● EXERCICES:
[1] D'après le texte sur le grand orgue de Saint-Pierre, qui a sculpté le buffet en chêne ?
[2] Poursuivez le texte sur le grand orgue de la collégiale Saint-Pierre après sa dernière phrase.

● TEXTE:
Skip to Content

Saint-Pierre, Grand Orgue

Le grand orgue de la Collégiale Saint-Pierre est constitué d’un monumental buffet classique en chêne de 1740 et d’un corps sonore construit entre 1914 et 1922, installés en tribune à l’entrée de la nef.

La collégiale elle-même fut érigée en 1750. Destinée à recevoir le parlement de Flandre et un vaste collège de chanoines, elle frappe par ses dimensions de cathédrale. C’est la plus grande église du diocèse de Cambrai. Son architecture ne manque pas d’élégance, de clarté, et la richesse de son mobilier et de ses tableaux du XVIIIe siècle en font un témoin privilégié de l’époque classique.

L’orgue de l’abbaye d’Anchin

Réalisé en 1740 pour l’abbaye bénédictine Saint-Sauveur d’Anchin (Pecquencourt), le buffet renfermait à l’origine un instrument commandé en 1738 au facteur d’orgues arrageois Cornil Cacheux (1687–1738) et achevé par Charles Dallery (1702–1779) d’Amiens. Le buffet en chêne a été sculpté par Antoine Gilis (1702–1781) de Valenciennes à partir des plans et dessins des moines bénédictins. Richement orné de trophées de musique sculptés en relief sur le soubassement, d’ornements de frises, de claires-voies et de tombées végétales, le buffet possède une importante statuaire d’anges musiciens, ainsi qu’un David et une Sainte-Cécile sur les tourelles latérales. La tourelle centrale supportait à l’origine un Saint-Sauveur assis qui fut remplacé à la fin du XVIIIe siècle par une horloge, puis en 1878 par l’actuel Saint-Sauveur debout.

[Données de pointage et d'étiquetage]
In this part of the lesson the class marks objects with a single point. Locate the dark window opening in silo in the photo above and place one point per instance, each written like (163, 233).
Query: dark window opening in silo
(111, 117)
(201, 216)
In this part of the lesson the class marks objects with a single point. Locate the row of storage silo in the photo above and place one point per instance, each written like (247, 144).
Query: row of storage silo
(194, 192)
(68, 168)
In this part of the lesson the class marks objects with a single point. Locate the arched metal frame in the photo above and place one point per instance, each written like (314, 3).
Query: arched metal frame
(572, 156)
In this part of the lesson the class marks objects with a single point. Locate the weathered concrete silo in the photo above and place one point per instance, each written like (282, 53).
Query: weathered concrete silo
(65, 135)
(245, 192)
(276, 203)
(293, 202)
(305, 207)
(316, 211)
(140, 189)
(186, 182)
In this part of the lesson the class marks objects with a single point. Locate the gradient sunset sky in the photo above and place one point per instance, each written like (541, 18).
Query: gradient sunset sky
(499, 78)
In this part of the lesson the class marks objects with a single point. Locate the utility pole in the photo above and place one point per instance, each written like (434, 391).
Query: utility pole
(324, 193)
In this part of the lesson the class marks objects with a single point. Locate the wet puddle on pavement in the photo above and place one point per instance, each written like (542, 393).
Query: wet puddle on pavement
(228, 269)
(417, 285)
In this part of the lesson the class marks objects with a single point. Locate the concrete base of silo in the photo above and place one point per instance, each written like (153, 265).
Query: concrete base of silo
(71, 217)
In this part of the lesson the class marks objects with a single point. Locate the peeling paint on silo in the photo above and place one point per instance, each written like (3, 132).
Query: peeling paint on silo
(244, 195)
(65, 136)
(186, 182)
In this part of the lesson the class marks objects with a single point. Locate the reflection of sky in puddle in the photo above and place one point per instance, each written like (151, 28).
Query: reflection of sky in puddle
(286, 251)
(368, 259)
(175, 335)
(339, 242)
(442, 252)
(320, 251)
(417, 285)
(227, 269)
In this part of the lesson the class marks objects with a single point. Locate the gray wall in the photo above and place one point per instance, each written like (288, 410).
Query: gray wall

● CORRIGÉ DES EXERCICES:
[1] Antoine Gilis (1702–1781), de Valenciennes.

[2]
Après la Révolution, l’abbaye Saint-Sauveur fut vendue et démembrée. En 1792, le conseil de fabrique de la collégiale réussit à obtenir le grand orgue pour la collégiale qui n’en possédait pas encore. L’instrument fut transféré à Douai et agrandi entre 1792 et 1794 par Louis Péronard (1726–1801) de Reims. Entre temps, la collégiale fut transformée en Temple de la raison à la fin de l’année 1793. C’est certainement à cette occasion que le Saint-Sauveur assis fut remplacé par une horloge.

Composition probable de l’orgue Cacheux-Dallery-Péronard vers 1796 :

I. Positif (60 notes, Fa0–Fa5)
Montre 8′ – Bourdon 8′ – Prestant 4′ – Flûte 4′ – Nazard 2′ 2/3 – Doublette 2′ – Tierce 1′ 3/5 – Cornet V – Fourniture – Cymbale – Trompette 8′ – Cromorne 8′ – Voix humaine 8′ – Clairon 4′

II. Grand-Orgue (60 notes, Fa0–Fa5)
Montre 16′ – Bourdon 16′ – Montre 8′ – Bourdon 8′ – Flûte 8′ (dessus ?) – Gros Nazard 5′ 1/3 – Prestant 4′ – Flûte 4′ – Grosse Tierce 3′ 1/5 – Nazard 2′ 2/3 – Doublette 2′ – Quarte 2′ – Tierce 1′ 3/5 – Cornet V – 1re Fourniture – 2e Fourniture – Cymbale – Bombarde 16′ – Trompette 8′ – Clairon 4′ – Voix humaine 8′

III. Récit (37 notes, Fa2–Fa5 ?)
Bourdon 8′ – Cornet IV – Trompette 8′ – Hautbois 8′

IV. Écho (37 notes, Fa2–Fa5 ?)
Cornet V

Pédale (30 notes, étendue inconnue)
Bourdon 16′ – Flûte 8′ – Flûte 4′ – Gros [sic] Nazard 2′ 2/3 – Bombarde 16′ – 1re Trompette 8′ – 2e Trompette 8′ – Clairon 4′

Accouplement I/II à tiroir
Grosse caisse
Timbale
Tremblant(s ?)

Plusieurs fois relevé par François-Joseph Carlier de Douai entre 1807 et 1853, puis par Joseph Merklin en 1857–58, l’orgue d’Anchin réussit à conserver une part de son état d’origine — malgré quelques transformations notamment la suppression de l’Écho, le développement du Récit devenu probablement expressif, ou le brunissement du buffet — jusqu’en 1917, année où l’armée allemande réquisitionna les tuyaux de façade. En octobre 1918 l’orgue est vandalisé, les tuyaux jetés en bas de la tribune, peu de temps avant l’évacuation de la ville.

Composition probable de l’orgue Cacheux-Dallery-Péronard-Carlier-Merklin vers 1914 :

I. Positif (60 notes, Fa0–Fa5)
Montre 8′ – Bourdon 8′ – Flûte 8′ – Prestant 4′ – Flûte 4′ – Nazard 2′ 2/3 – Doublette 2′ – Tierce 1′ 3/5 – Cornet V – Fourniture – Cymbale – Trompette 8′ – Cromorne 8′ – Clairon 4′

II. Grand-Orgue (60 notes, Fa0–Fa5)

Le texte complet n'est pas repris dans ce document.